What to work on: Copy all the lines below without altering anything.

^^^^^^^^

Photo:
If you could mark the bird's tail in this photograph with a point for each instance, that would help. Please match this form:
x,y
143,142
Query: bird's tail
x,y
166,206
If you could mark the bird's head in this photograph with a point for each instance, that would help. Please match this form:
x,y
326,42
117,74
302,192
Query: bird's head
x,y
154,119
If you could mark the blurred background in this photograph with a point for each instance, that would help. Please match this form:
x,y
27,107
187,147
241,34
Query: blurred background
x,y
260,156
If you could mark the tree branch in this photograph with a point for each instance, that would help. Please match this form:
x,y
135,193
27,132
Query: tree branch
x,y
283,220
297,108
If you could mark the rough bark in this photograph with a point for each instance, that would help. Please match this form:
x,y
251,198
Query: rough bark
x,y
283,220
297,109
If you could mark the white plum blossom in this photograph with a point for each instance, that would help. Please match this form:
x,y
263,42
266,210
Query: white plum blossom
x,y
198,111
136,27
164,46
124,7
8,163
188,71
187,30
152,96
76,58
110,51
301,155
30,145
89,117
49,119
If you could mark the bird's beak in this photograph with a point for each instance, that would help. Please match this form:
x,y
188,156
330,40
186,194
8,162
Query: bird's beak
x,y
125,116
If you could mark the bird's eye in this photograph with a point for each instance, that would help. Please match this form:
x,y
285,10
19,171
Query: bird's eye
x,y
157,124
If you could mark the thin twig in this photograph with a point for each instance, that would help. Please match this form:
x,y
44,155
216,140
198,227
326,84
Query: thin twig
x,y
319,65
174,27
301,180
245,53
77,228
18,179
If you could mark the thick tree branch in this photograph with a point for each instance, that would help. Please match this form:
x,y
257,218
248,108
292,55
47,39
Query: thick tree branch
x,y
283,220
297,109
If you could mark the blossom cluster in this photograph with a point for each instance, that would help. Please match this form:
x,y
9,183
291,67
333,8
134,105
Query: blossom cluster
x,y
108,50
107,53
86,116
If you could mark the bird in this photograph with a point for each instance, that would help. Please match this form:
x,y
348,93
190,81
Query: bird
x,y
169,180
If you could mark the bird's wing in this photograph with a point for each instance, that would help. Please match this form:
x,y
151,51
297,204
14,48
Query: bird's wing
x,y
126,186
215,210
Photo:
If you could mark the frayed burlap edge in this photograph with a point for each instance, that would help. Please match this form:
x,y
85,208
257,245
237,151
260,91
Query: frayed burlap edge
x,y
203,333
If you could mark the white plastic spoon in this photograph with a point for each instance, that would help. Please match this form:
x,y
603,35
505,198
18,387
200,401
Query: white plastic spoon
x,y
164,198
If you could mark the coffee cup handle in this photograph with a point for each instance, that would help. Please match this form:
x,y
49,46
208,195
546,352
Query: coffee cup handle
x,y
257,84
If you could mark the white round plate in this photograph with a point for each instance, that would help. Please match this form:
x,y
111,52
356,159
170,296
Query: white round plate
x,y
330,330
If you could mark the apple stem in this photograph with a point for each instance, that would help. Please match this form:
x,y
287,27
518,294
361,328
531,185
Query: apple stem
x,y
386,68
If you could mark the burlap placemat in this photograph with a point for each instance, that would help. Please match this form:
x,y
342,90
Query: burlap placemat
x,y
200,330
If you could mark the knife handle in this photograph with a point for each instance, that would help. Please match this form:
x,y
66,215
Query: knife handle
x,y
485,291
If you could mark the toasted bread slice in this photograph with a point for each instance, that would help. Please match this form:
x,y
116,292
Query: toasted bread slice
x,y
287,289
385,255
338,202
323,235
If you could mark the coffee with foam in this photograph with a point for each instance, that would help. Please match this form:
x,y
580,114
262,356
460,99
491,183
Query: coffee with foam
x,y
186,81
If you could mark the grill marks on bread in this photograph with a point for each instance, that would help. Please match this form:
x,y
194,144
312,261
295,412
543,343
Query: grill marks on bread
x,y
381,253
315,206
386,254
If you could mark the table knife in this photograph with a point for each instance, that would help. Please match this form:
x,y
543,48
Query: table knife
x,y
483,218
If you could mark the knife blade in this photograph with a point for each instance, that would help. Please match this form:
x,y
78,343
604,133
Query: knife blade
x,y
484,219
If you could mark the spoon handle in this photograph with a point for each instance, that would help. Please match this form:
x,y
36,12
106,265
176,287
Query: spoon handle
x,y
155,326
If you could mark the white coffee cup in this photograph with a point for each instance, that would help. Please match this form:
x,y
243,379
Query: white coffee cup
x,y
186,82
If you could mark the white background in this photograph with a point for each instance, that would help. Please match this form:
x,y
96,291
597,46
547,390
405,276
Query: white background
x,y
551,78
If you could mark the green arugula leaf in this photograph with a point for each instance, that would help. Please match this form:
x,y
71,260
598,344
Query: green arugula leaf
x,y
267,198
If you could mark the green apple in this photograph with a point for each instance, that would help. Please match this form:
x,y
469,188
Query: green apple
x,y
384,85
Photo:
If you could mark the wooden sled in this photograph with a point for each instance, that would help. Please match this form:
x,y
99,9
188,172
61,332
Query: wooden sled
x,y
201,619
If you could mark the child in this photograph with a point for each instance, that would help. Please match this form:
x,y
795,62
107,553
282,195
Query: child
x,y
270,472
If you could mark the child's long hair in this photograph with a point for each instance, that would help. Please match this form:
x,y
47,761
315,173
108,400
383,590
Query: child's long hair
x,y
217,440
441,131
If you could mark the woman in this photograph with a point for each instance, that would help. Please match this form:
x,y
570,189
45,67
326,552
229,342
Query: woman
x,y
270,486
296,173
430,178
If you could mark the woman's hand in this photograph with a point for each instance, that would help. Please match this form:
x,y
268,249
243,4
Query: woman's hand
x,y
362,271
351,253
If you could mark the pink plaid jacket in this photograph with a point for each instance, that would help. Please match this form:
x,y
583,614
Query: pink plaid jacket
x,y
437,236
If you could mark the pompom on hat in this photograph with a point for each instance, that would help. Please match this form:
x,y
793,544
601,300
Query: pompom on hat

^^^^^^^^

Response:
Photo:
If you could mark the bird's tail in this photograph with a point for each instance, that would help. Please match this form:
x,y
143,142
Query: bird's tail
x,y
166,206
If you could mark the bird's head in this photograph with a point for each instance, that would help. Please match this form:
x,y
326,42
117,74
302,192
Query: bird's head
x,y
154,119
If you could mark the blurred background in this photograph with a point for each instance, that would help. Please match this form:
x,y
27,107
187,147
241,34
Query: blurred background
x,y
260,156
If you could mark the tree branch in this photograph with a point for each instance, that would help. Please match this form:
x,y
135,193
27,132
Query: tree branch
x,y
283,220
297,108
If you could mark the rough bark in this photograph with a point for each instance, that would help. Please match this form:
x,y
251,198
Query: rough bark
x,y
283,220
297,109
If you could mark the white plum blossom in this photograph with a point for each instance, that would help. Please match this form:
x,y
263,42
266,210
Query: white plum blossom
x,y
198,111
136,27
164,46
124,7
8,163
188,71
187,30
152,96
76,58
110,51
301,155
30,145
89,117
49,119
If you could mark the bird's beak in this photograph with a point for each instance, that would help. Please match this form:
x,y
188,156
330,40
186,194
8,162
Query: bird's beak
x,y
125,116
If you could mark the bird's eye in this photograph with a point for each instance, that would help. Please match this form:
x,y
285,10
19,171
Query: bird's eye
x,y
157,124
If you could mark the thin twig in this photograph with a point for each instance, that would help. Please match this form:
x,y
44,155
216,140
198,227
326,84
Query: thin twig
x,y
319,65
174,27
301,180
245,53
77,228
18,179
If you could mark the thick tree branch in this photograph with a point for each instance, that would help. Please match this form:
x,y
257,218
248,108
292,55
47,39
Query: thick tree branch
x,y
283,220
297,109
If you could mark the blossom cluster in this photograph with a point for each instance, that would help. Please match this form:
x,y
9,183
291,67
333,8
134,105
Query: blossom cluster
x,y
108,50
107,53
86,116
If you could mark the bird in this photograph with a point for each instance, that would help. Please match this form:
x,y
348,93
190,81
Query: bird
x,y
169,180
If you could mark the bird's wing in this photograph with a point for each instance, that would help. Please match this form:
x,y
151,51
297,204
14,48
Query: bird's wing
x,y
126,186
215,210
Photo:
If you could mark the frayed burlap edge in this photograph with a point for each instance, that would help. Please match this form:
x,y
85,208
257,245
237,151
260,91
Query: frayed burlap edge
x,y
203,333
If you could mark the white plastic spoon in this photograph with a point for each instance, that would help. Please match this form:
x,y
603,35
505,198
18,387
200,401
Query: white plastic spoon
x,y
164,198
If you could mark the coffee cup handle in this photograph with a point for each instance, that would help. Please match this form:
x,y
49,46
208,195
546,352
Query: coffee cup handle
x,y
257,84
If you could mark the white round plate in this photograph with a point for each instance, that would help. Please match this form:
x,y
111,52
356,159
170,296
Query: white round plate
x,y
330,330
If you could mark the apple stem in this photograph with a point for each instance, that would help. Please match this form:
x,y
287,27
518,294
361,328
531,185
Query: apple stem
x,y
386,68
If you could mark the burlap placemat in this photograph with a point for each instance, that would help. Please match this form:
x,y
342,90
Query: burlap placemat
x,y
200,330
If you could mark the knife handle in this photograph with a point for each instance, that would help. Please match this form:
x,y
66,215
Query: knife handle
x,y
485,291
If you could mark the toasted bread slice in this photograph with a point for each instance, that would help. Please match this form:
x,y
116,292
Query: toasted bread slice
x,y
287,289
385,255
338,202
323,235
If you could mark the coffee with foam in this photograph with a point for each instance, that would help. Please match this form:
x,y
580,114
262,356
460,99
491,183
Query: coffee with foam
x,y
186,81
If you could mark the grill marks on bread in this photograph with a point for each instance, that would help. Please match this form:
x,y
194,144
312,261
295,412
543,343
Query: grill marks on bread
x,y
381,253
315,206
386,254
If you could mark the table knife in this photograph with a point for each instance, that would help. Please match this form:
x,y
543,48
Query: table knife
x,y
483,218
If you could mark the knife blade in this photograph with a point for each instance, that would help. Please match this form:
x,y
78,343
604,133
Query: knife blade
x,y
484,219
If you could mark the spoon handle in this photograph with a point for each instance, that would help. Please match this form:
x,y
36,12
106,265
176,287
Query: spoon handle
x,y
155,326
If you could mark the white coffee cup in this photograph with a point for each instance, that would help. Please match this form:
x,y
243,379
Query: white coffee cup
x,y
186,82
If you could mark the white background in this photograph with a point for each instance, that would help. Please match this form:
x,y
96,291
597,46
547,390
405,276
Query: white background
x,y
551,78
If you could mark the green arugula leaf in this photograph with a point for each instance, that would help. Please match this form:
x,y
71,260
598,344
Query: green arugula leaf
x,y
267,198
If you could mark the green apple in this photograph with a point for each instance, that would help. Please match this form:
x,y
469,188
Query: green apple
x,y
384,85
Photo:
If you could mark the wooden sled in this photograph with a point for each instance, that would help. Please match this form:
x,y
99,9
188,172
61,332
Query: wooden sled
x,y
201,619
If you could mark the child in this photograph with a point for each instance, that would help. Please match this form:
x,y
795,62
107,553
282,195
Query: child
x,y
270,472
If you could mark the child's long hair in this photograph with a point for each instance, that would help. Please match this form:
x,y
47,761
315,173
108,400
383,590
Query: child's long hair
x,y
217,440
441,131
If you could mark the woman in this photograph with a point for each instance, that would help. Please match this form:
x,y
570,189
45,67
326,552
229,342
Query: woman
x,y
270,486
296,173
430,178
If you could mark the woman's hand in this photograph with a point for each instance, that would help. Please match this form:
x,y
268,249
243,4
Query: woman's hand
x,y
362,271
351,253
If you could mark the pink plaid jacket in this photograph with a point for each instance, that would help. Please match this form:
x,y
583,614
Query: pink plaid jacket
x,y
437,236
If you could mark the pompom on hat in this photograph with a point for each instance, that would help. Please match this form:
x,y
793,544
601,300
Query: pompom on hat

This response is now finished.